**Your goal:** Retype the listing that follows, exactly as written.

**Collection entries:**

========

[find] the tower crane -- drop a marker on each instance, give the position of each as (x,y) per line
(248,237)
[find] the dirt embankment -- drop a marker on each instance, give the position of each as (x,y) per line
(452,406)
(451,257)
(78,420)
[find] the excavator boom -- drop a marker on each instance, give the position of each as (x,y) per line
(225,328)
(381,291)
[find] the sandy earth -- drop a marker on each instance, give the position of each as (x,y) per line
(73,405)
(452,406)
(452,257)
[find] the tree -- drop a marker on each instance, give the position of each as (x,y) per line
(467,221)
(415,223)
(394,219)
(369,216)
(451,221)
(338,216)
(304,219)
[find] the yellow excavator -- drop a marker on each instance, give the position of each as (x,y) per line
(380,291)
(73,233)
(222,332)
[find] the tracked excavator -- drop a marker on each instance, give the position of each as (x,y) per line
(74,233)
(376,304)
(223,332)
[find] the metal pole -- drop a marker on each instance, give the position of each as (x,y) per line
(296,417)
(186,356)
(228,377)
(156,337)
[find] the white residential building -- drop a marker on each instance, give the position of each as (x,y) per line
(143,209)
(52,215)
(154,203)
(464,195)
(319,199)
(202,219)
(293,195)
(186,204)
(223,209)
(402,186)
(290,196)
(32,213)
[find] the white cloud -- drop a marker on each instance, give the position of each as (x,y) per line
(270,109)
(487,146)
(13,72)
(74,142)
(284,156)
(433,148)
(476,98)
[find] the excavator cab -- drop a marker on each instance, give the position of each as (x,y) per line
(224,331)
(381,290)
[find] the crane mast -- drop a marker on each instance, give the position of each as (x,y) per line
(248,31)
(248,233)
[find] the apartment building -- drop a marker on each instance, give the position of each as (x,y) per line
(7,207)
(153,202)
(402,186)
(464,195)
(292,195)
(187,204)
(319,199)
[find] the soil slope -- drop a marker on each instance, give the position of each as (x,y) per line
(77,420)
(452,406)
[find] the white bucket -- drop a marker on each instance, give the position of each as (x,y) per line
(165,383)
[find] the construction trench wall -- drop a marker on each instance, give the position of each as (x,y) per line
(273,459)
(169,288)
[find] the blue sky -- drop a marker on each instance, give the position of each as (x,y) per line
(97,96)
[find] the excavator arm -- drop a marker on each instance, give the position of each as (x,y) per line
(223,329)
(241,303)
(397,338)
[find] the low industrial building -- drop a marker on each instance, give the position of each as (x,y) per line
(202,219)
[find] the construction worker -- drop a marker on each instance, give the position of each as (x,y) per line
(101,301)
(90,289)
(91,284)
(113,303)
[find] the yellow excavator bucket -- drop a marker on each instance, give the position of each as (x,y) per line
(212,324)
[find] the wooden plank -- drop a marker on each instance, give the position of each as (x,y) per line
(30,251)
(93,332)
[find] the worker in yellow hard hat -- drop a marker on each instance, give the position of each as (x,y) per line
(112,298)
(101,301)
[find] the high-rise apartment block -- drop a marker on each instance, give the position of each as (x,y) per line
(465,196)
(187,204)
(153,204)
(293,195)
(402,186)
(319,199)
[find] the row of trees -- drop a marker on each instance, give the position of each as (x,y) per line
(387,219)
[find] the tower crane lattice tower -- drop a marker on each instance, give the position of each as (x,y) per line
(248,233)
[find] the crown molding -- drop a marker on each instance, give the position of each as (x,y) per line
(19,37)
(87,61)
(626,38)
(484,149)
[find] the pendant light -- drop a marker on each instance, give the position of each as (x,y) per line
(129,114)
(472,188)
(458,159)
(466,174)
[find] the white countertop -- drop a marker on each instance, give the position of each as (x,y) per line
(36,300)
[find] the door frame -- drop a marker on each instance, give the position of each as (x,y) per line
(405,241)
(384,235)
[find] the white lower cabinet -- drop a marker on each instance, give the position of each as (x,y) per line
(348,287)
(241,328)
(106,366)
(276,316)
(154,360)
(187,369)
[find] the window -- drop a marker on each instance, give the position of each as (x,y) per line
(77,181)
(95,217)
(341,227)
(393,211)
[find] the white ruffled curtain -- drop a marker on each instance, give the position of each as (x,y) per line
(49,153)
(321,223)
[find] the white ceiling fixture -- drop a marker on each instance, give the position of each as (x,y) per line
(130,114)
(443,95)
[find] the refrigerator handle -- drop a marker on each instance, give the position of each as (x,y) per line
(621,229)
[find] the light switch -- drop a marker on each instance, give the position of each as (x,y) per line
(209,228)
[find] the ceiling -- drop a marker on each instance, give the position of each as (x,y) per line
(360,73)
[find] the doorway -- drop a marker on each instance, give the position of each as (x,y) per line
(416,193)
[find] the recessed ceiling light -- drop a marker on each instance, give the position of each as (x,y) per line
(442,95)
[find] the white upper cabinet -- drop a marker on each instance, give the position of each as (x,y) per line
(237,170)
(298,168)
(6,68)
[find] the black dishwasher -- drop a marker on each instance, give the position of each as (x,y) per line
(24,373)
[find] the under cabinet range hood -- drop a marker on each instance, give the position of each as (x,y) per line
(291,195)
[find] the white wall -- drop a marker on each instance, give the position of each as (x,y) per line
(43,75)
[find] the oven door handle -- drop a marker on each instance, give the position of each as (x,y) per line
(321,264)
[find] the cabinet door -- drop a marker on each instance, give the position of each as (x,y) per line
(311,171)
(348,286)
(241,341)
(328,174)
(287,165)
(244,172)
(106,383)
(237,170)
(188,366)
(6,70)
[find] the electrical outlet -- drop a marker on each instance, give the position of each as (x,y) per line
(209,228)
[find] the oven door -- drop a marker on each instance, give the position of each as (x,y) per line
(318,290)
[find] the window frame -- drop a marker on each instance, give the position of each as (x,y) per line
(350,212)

========

**Written solution:**
[find] the tower crane -- drop a marker on each instance, give the position of each as (x,y) per line
(248,237)
[find] the dirt embankment -- drop a marker on each instance, give the position of each as (x,y) per line
(452,406)
(451,257)
(78,420)
[find] the excavator boom -- drop a marker on each instance, give the position of each as (x,y) per line
(225,328)
(381,291)
[find] the sandy earth -- drop a marker on each instance, give the position of each as (x,y) per line
(73,405)
(452,406)
(452,257)
[find] the tree -- drop a marker on each instance, give the position of each as (x,y) per line
(467,221)
(415,223)
(394,219)
(369,216)
(451,221)
(338,216)
(304,219)
[find] the yellow excavator -- drop a marker on each instance, give the position of each as (x,y) per line
(380,291)
(73,233)
(222,332)
[find] the tracked excavator -- drop a marker on each instance, give the position of each as (x,y) per line
(74,233)
(376,304)
(223,332)
[find] the metal pole -- drop a marker on each instance, give the position of each as (x,y) per line
(296,417)
(186,356)
(228,377)
(156,337)
[find] the white residential building -- drop a marker on each instance, give the position of each as (x,y) per line
(143,209)
(52,215)
(154,203)
(464,195)
(319,199)
(202,219)
(293,195)
(186,204)
(223,209)
(402,186)
(290,196)
(32,213)
[find] the white cloud -- drop a marker on each instance, give the position of each as (x,y) per line
(270,109)
(487,146)
(13,72)
(74,142)
(284,156)
(433,148)
(476,98)
[find] the excavator cab -- drop a marker on each instance, give the position of each as (x,y) per line
(224,331)
(381,290)
[find] the crane mast -- drop a marker on each instance, give the position of each as (x,y) per line
(248,31)
(248,233)
[find] the apartment building -- drop a marker on each instance, give the position of each as (x,y) per line
(7,207)
(153,202)
(402,186)
(464,195)
(292,195)
(187,204)
(319,199)
[find] the soil slope -- drop a marker on each instance, give the position of each as (x,y) per line
(77,420)
(452,406)
[find] the white bucket -- drop a marker on each instance, give the position of each as (x,y) per line
(165,383)
[find] the construction trench wall -- drop a marker on each instance, give the position of each as (x,y) per line
(273,459)
(169,288)
[find] the blue sky -- drop a marker on each instance, give the position of each as (x,y) per line
(97,96)
[find] the excavator arm -- drop a marker on each instance, give the position of each as (x,y) per line
(223,329)
(241,303)
(397,338)
[find] the low industrial building -- drop a marker on each instance, give the position of each as (x,y) per line
(202,219)
[find] the construction worker -- drop a marker on each instance, give the position of each as (x,y) per line
(101,301)
(90,289)
(91,284)
(113,303)
[find] the yellow excavator bucket -- drop a marker on each instance, give the position of each as (x,y) per line
(212,324)
[find] the wooden plank -- drop a marker on each instance, give the position of each as (x,y) per line
(30,251)
(93,332)
[find] the worker in yellow hard hat -- drop a marker on each instance, give the position of each as (x,y) per line
(112,298)
(101,301)
[find] the high-rise apartment block -- drop a marker on each instance, give the position of each as (x,y) per line
(465,196)
(187,204)
(153,204)
(293,195)
(402,186)
(319,199)
[find] the row of trees -- drop a marker on each instance, give the position of each as (x,y) per line
(387,219)
[find] the tower crane lattice tower -- drop a marker on each instance, give the position of each as (x,y) per line
(248,233)
[find] the crown molding -- drop a marker on each instance, give the position of each as (x,y) per line
(19,37)
(87,61)
(626,38)
(484,149)
[find] the pendant light -- drop a marker on each instance, give the position of each as (x,y) per line
(129,114)
(472,188)
(458,159)
(466,174)
[find] the white countertop -- drop a marker on each instance, give the position of each as (x,y) per line
(36,300)
[find] the door frame -- drop a marker on each instance, give the position of each as (x,y) per line
(405,241)
(384,235)
[find] the white lower cabinet -- drop a marker on each instance, give the position of each as (x,y) per line
(348,287)
(241,328)
(106,366)
(276,316)
(154,360)
(187,369)
[find] the window -- drop a marker on each instance, give the position of each as (x,y) per line
(77,181)
(95,217)
(341,227)
(393,211)
[find] the white ruffled curtain -- drop a marker on each instance, give the position of each as (x,y) per line
(49,153)
(321,223)
[find] the white ceiling fixture -- drop a marker on each instance, give the position of each as (x,y) per line
(130,114)
(443,95)
[find] the refrigerator handle -- drop a marker on each instance, give the position of each as (x,y) per line
(621,229)
[find] the light switch -- drop a marker on each instance, give the position of each as (x,y) per line
(209,228)
[find] the ceiling -- drop a marker on each instance, give the position of each as (x,y) per line
(360,73)
[find] the doorway -- drop a marker on each instance, give the position of each as (x,y) per line
(416,193)
[find] the recessed ceiling light -- drop a marker on each instance, give the position of each as (x,y) per line
(442,95)
[find] the white upper cabinet -- drop a marker on each instance, give the position of each as (x,y) per line
(237,170)
(298,168)
(6,68)
[find] the black dishwasher -- drop a marker on each instance, give the position of each as (x,y) per line
(24,373)
[find] the under cabinet range hood -- drop a marker on each instance, give the position of each as (x,y) per line
(291,195)
[find] the white wall -- drop a marker on each instance, give the position of each as (x,y) per line
(43,75)
[find] the oven door handle -- drop a marker on each instance, give the position of each as (x,y) per line
(321,264)
[find] the cabinet door -- drop a marker on each instance, give the position of each as (x,y) per line
(311,171)
(348,286)
(241,341)
(328,174)
(287,165)
(244,172)
(106,383)
(237,170)
(188,366)
(6,70)
[find] the electrical outlet -- drop a marker on each instance, give the position of each as (x,y) per line
(209,228)
[find] the oven door -- drop a marker on each instance, give the position of each as (x,y) per line
(318,290)
[find] the window frame -- drop a marker on each instance, give the position of each as (x,y) per line
(350,212)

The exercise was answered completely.